◆ **WHAT YOU ARE ASKED TO DO**
In the passage about faith-healing parents, what illness did Zachery Swezey have?

Imagine this scenario: A father and mother take their child to a park and the child falls into a lake. The parents can swim, but their child cannot. Despite this, they do nothing and watch the child drown.
What should happen to the parents? Immediate arrest? Removal of all their other children? Jail time for manslaughter? Some combination of those options?
How about letting them take advantage of a law that allows them to let their children die and a plea deal that allows them to avoid prison?
But this is what can happen if the parents happen to be faith-healers.
Zachery Swezey was a 17 year-old high school junior when he got appendicitis. Unpleasant, but millions of people go through it without incident. Unfortunately for Zachery, his parents believed in the power of prayer over the wisdom of medical experts. So, instead of going to the hospital, his parents stood over him, doubtlessly watching him writhe in unspeakable agony, while they prayed for him to get better. Meanwhile, actual help was a phone call away, but that was irrelevant to them. Zachery died while his parents watched. His death was totally preventable and lacked even the mercy of painkillers.

◆ **DATASET**
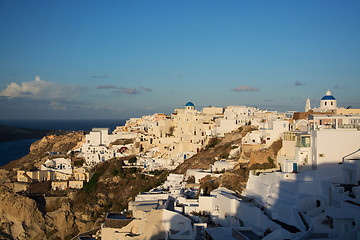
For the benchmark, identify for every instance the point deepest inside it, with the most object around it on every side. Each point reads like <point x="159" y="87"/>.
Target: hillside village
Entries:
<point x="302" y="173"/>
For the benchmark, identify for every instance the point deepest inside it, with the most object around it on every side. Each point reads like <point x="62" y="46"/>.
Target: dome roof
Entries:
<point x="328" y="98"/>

--

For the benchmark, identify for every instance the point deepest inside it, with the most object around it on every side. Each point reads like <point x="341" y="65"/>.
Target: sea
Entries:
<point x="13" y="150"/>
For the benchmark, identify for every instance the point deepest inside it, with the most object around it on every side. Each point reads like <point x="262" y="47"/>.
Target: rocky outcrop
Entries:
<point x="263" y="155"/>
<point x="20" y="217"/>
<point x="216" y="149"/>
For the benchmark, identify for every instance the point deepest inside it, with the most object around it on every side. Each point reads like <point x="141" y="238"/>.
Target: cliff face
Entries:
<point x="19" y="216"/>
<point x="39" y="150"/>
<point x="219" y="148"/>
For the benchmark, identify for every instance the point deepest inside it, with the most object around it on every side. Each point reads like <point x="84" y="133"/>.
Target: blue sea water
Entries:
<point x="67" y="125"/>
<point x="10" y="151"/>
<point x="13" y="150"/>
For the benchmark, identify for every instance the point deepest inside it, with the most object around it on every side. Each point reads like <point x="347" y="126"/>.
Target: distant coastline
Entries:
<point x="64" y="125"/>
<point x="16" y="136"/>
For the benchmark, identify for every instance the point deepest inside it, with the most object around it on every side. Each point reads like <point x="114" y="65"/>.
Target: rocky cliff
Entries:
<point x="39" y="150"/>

...

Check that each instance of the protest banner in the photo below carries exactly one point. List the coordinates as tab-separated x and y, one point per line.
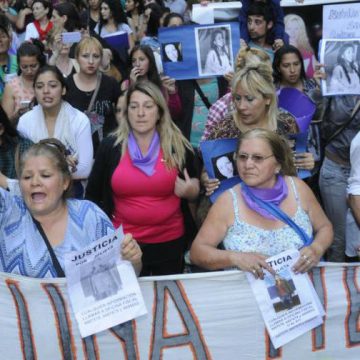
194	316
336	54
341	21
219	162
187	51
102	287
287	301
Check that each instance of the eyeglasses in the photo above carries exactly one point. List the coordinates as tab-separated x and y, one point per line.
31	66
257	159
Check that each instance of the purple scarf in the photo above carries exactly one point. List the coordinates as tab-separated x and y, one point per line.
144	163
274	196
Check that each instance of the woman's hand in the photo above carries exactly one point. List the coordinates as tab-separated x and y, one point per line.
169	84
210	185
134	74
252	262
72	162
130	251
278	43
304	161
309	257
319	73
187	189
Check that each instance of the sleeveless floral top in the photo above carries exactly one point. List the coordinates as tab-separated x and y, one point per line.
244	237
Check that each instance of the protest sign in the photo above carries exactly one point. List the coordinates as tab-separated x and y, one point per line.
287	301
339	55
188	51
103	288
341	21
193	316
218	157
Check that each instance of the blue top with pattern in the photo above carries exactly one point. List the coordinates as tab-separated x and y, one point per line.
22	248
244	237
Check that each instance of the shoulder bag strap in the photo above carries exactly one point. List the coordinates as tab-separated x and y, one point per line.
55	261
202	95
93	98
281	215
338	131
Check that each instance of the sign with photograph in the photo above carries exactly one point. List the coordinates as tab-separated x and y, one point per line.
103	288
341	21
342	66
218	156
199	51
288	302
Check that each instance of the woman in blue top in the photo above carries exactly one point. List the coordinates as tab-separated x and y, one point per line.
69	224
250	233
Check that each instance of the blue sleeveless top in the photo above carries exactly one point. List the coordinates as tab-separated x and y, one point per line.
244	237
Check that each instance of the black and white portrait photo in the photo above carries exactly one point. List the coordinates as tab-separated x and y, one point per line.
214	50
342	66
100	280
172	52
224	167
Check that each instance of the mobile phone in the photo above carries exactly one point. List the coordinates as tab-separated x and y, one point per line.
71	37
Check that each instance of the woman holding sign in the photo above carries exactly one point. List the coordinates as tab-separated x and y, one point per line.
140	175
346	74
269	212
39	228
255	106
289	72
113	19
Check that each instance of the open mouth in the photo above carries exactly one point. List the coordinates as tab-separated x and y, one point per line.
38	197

◆ **OUTPUT OF THE EXERCISE**
Appendicitis.